Reading text:

Legal Analysis and Commentary from Justia
Posted In Criminal Law

The Overland Park, Kansas, Anti-Semitic Killer, the Kansas RFRA, the Federal RFRA, and RLUIPA

Klan MemberWhen a man shot up a Jewish community center and nursing home in Overland Park, Kansas, last week, it did not take long to figure out he was a white supremacist who is viciously anti-Semitic. Jewish entities were on alert, because of the unusual confluence of Easter, Passover, and Hitler’s birthday (April 20) this year. His name is Frazier Glenn Miller and he has been charged with capital murder in the deaths of a 14-year-old boy and his grandfather, and with murder in the death of a woman. He is the epitome of evil.

To be honest, I don’t care what his name is, because what is far more important is that Americans understand he is not some lone gunman who happened to lose it one day. He is part of a movement of like-minded believers who hold virulent, white supremacist, anti-Semitic, racist, and misogynist views in the United States. Some, like him, pair those beliefs with violent intentions and actions.

The white supremacist movement is evident in various groups catalogued by the Southern Poverty Law Center (SPLC), which performs a critically needed public service by tracking hate groups across the United States. These believers are not shy. For example, some have been trying to overtake a town in North Dakota. Not all white supremacists share the same religious source for their beliefs, however.

Miller’s Religious Beliefs

Most in Miller’s shoes, e.g., your typical Ku Klux Klan member, trace their beliefs to a branch of Christianity, but Miller does not fit that bill. According to CNN, he is an Odinist, which is a neo-pagan religion, derived from Norse mythology. While pagan religions like Odinism and Asatru traditionally have been peaceful, some people, particularly in the prisons, have transformed them into repositories for racist, hate-filled beliefs. He fits into that category.

The SPLC states the following on its website about their burgeoning presence in the prisons: “In a 2004 report, the National Gang Crime Research Center surveyed prison officials in 49 states and found that Odinists, Asatruers and Wotansvolk were the most common ‘white racist extremist religious front groups proselytizing American prison inmates today.’”

The Overland Park killer was clearly not in prison, but roaming free. And he is not alone on the outside. In fact, white supremacist religious believers live across the United States. Note that the brand-new Mayor of Marionville, Missouri, is on record as agreeing with the views of this vicious killer. In fact, white supremacist religious believers live across the United States. The mayor disavows violence, but what public figure wouldn’t in light of these murders?

It matters whether Miller’s actions arose from religious beliefs, because if so, perhaps he can raise the federal and state RFRAs as a defense.

The Kansas RFRA, Otherwise Known as the Kansas Preserve Religious Freedom Act) and Federal RFRA for Murderers Charged with Capital Crimes

Miller who is now in prison, and facing the death penalty, is likely to invoke the Kansas RFRA, otherwise known as the Kansas Preserve Religious Freedom Act. The law is your basic extreme religious liberty statute: if the believer proves the law imposes a substantial burden, the burden shifts to the government to prove the law serves a compelling interest in the least restrictive means for this believer.

Labeled region records
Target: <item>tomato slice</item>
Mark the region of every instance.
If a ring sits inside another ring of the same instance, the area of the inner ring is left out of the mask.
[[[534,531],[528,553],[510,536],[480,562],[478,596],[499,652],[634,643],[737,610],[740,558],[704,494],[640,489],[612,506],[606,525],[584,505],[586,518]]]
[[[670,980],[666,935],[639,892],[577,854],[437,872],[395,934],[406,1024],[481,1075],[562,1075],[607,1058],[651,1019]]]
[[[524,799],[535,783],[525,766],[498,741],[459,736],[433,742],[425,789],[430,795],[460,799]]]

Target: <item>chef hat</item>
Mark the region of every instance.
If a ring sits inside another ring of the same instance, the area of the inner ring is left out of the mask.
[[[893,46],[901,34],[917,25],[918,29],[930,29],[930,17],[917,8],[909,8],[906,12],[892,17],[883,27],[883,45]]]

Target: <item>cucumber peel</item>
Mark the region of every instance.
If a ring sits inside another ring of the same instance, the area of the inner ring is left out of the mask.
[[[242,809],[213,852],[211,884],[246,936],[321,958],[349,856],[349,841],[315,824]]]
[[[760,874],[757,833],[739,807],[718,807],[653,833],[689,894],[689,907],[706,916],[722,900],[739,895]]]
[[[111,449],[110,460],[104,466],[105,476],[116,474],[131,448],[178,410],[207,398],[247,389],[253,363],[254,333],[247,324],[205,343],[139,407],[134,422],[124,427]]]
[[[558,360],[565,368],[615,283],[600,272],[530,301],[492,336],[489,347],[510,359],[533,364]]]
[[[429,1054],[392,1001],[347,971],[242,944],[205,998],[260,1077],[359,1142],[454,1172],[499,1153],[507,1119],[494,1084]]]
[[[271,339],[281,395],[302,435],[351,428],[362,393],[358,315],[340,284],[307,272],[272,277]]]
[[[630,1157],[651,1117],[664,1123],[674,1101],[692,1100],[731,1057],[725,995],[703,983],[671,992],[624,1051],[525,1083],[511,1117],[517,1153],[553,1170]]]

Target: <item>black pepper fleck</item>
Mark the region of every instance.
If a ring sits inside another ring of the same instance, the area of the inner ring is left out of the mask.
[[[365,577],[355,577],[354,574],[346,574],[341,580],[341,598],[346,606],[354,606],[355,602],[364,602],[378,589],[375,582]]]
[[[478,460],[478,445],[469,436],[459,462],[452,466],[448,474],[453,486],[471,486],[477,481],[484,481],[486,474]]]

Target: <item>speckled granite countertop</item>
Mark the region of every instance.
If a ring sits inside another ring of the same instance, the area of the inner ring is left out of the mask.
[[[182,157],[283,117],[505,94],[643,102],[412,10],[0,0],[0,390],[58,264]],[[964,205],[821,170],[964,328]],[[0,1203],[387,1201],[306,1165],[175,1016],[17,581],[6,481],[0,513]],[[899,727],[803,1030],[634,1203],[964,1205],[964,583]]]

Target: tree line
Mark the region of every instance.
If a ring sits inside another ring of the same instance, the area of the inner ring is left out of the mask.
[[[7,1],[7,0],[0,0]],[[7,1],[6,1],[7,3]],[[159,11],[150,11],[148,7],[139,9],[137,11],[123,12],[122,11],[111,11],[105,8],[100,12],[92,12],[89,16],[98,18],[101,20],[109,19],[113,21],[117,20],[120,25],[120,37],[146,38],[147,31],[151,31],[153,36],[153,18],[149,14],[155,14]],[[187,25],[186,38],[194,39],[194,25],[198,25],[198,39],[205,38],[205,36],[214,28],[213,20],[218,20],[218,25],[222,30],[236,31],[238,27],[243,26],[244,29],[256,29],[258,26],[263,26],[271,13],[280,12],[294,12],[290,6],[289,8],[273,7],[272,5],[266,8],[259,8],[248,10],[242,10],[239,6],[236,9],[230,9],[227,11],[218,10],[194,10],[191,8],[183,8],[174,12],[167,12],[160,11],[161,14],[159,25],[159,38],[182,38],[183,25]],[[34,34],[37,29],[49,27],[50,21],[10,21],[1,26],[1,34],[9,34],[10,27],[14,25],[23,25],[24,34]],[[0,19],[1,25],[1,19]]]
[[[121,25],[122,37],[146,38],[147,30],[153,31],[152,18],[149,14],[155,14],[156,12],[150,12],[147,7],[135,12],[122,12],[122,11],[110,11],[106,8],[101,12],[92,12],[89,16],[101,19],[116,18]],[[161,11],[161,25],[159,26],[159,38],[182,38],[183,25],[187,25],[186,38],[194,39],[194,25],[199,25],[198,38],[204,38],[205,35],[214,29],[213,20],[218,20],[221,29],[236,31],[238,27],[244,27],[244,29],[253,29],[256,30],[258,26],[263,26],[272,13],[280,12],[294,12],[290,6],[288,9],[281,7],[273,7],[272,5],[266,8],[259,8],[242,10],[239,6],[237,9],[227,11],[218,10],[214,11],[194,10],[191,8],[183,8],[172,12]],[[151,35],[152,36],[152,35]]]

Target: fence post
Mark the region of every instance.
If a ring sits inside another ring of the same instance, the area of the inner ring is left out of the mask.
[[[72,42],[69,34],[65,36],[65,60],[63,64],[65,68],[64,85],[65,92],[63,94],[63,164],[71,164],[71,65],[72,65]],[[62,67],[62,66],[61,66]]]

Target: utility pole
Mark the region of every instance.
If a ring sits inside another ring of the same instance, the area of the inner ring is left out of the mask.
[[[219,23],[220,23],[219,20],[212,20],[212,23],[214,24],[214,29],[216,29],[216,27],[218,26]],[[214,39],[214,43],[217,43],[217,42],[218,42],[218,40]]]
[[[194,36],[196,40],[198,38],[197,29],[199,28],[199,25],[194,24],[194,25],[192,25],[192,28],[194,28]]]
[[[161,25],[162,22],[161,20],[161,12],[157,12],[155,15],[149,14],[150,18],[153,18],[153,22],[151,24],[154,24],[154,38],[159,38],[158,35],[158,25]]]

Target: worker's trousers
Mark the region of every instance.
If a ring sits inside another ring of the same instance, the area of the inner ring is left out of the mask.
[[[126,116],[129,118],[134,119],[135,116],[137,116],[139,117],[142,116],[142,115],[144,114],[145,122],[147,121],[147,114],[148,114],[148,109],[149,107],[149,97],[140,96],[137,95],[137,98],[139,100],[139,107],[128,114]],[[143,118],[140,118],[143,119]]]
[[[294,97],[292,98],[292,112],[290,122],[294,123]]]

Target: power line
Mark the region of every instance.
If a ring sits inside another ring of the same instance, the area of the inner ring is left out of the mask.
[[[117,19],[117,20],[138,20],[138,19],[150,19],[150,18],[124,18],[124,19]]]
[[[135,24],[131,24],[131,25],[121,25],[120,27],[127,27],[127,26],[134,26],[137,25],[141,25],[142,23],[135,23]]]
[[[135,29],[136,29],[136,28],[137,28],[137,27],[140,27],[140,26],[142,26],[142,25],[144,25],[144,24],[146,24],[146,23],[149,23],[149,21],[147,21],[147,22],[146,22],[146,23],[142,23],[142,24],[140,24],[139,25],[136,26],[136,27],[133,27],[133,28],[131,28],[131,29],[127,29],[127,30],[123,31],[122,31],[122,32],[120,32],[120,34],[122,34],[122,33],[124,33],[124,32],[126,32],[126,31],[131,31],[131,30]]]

Required task 1:
Reproduce word for word the part of the commentary that runs from "The Overland Park killer" down to "as a defense.".
Required task 2:
Recast the lines of the records, from the line containing "Target: utility pole" down to the line containing "[[[294,97],[292,98],[292,112],[290,122],[294,123]]]", as a Markdown table with the columns Row and Line, leaving out blank lines.

Reply 1:
The Overland Park killer was clearly not in prison, but roaming free. And he is not alone on the outside. In fact, white supremacist religious believers live across the United States. Note that the brand-new Mayor of Marionville, Missouri, is on record as agreeing with the views of this vicious killer. In fact, white supremacist religious believers live across the United States. The mayor disavows violence, but what public figure wouldn’t in light of these murders?

It matters whether Miller’s actions arose from religious beliefs, because if so, perhaps he can raise the federal and state RFRAs as a defense.

Reply 2:
| Row | Line |
|---|---|
| 1 | Target: utility pole |
| 2 | Mark the region of every instance. |
| 3 | If a ring sits inside another ring of the same instance, the area of the inner ring is left out of the mask. |
| 4 | [[[219,23],[220,23],[219,20],[212,20],[212,23],[214,24],[214,29],[216,29],[216,27],[218,26]],[[214,39],[214,43],[217,43],[217,42],[218,42],[218,40]]] |
| 5 | [[[194,36],[196,40],[198,38],[197,29],[199,28],[199,25],[194,24],[194,25],[192,25],[192,28],[194,28]]] |
| 6 | [[[161,25],[162,22],[161,20],[161,12],[157,12],[155,15],[149,14],[150,18],[153,18],[153,22],[151,24],[154,24],[154,38],[159,38],[158,35],[158,25]]] |
| 7 | Target: worker's trousers |
| 8 | Mark the region of every instance. |
| 9 | If a ring sits inside another ring of the same instance, the area of the inner ring is left out of the mask. |
| 10 | [[[126,116],[129,118],[134,119],[135,116],[137,116],[139,117],[142,116],[142,115],[144,114],[145,122],[147,121],[147,114],[148,114],[148,109],[149,107],[149,97],[140,96],[137,95],[137,98],[139,100],[139,107],[128,114]],[[143,118],[140,118],[143,119]]] |
| 11 | [[[294,97],[292,98],[292,112],[290,122],[294,123]]] |